* [REQUIREMENTS]: Rewrite everything in the listing from the line containing "find the exterior" down to the line containing "0 53 44 202", both included, as a Markdown table with the columns No. and Text. Give each line its own numbered row and skip blank lines.

╭─ GIVEN INFORMATION

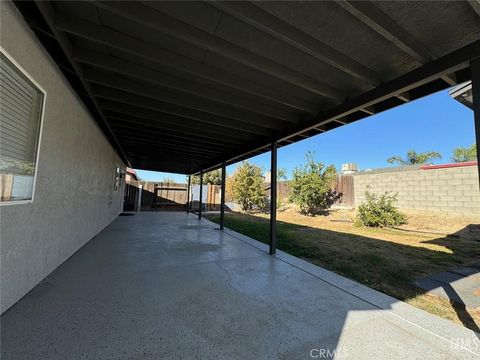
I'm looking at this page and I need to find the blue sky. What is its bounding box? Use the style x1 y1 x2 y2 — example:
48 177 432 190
137 87 475 182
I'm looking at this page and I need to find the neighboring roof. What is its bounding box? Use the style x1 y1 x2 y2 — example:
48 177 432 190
448 81 473 110
15 1 480 174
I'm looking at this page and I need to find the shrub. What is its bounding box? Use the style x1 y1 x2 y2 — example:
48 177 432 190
290 152 338 216
226 161 267 212
356 189 407 227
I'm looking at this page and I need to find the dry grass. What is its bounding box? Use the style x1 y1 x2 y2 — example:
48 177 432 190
207 208 480 331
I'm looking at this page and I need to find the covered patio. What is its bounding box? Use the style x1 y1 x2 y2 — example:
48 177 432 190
0 1 480 360
1 212 479 360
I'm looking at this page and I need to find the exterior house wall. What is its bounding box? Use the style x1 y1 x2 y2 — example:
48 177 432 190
354 166 480 217
0 2 125 313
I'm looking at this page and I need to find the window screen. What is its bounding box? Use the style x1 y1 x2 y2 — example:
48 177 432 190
0 53 44 202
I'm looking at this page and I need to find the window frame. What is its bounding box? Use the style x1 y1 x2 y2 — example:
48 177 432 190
0 46 47 207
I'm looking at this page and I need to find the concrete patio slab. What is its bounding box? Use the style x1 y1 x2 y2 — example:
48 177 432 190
1 212 480 360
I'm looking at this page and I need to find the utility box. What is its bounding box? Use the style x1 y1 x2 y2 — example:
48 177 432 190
342 163 358 174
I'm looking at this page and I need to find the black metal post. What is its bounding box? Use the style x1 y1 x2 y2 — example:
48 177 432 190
470 58 480 187
220 163 227 230
185 175 191 214
198 171 203 220
270 141 277 255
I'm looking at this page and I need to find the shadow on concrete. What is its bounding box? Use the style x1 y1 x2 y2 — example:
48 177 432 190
1 212 478 360
210 213 480 338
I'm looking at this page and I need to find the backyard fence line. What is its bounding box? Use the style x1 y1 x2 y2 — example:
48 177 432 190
124 163 480 216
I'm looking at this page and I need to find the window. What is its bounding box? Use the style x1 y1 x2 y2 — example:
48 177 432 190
0 52 45 203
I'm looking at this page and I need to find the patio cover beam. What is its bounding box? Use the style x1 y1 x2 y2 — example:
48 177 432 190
269 141 277 255
55 13 318 113
92 1 345 102
470 58 480 187
210 1 381 86
198 171 203 220
220 162 227 230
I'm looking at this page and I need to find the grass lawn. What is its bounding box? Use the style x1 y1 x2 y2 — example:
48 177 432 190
205 209 480 331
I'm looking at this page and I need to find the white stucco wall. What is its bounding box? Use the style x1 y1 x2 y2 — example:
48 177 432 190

╰─

* [SOLVED EXERCISE]:
| No. | Text |
|---|---|
| 1 | I'm looking at this page and I need to find the exterior house wall. What is its bounding box? Use the style x1 y1 x2 y2 — example: |
| 2 | 48 177 432 190 |
| 3 | 354 166 480 217 |
| 4 | 0 2 125 313 |
| 5 | I'm looking at this page and I need to find the window screen. What is its bounding box? Use the style x1 y1 x2 y2 — example: |
| 6 | 48 177 432 190 |
| 7 | 0 53 44 202 |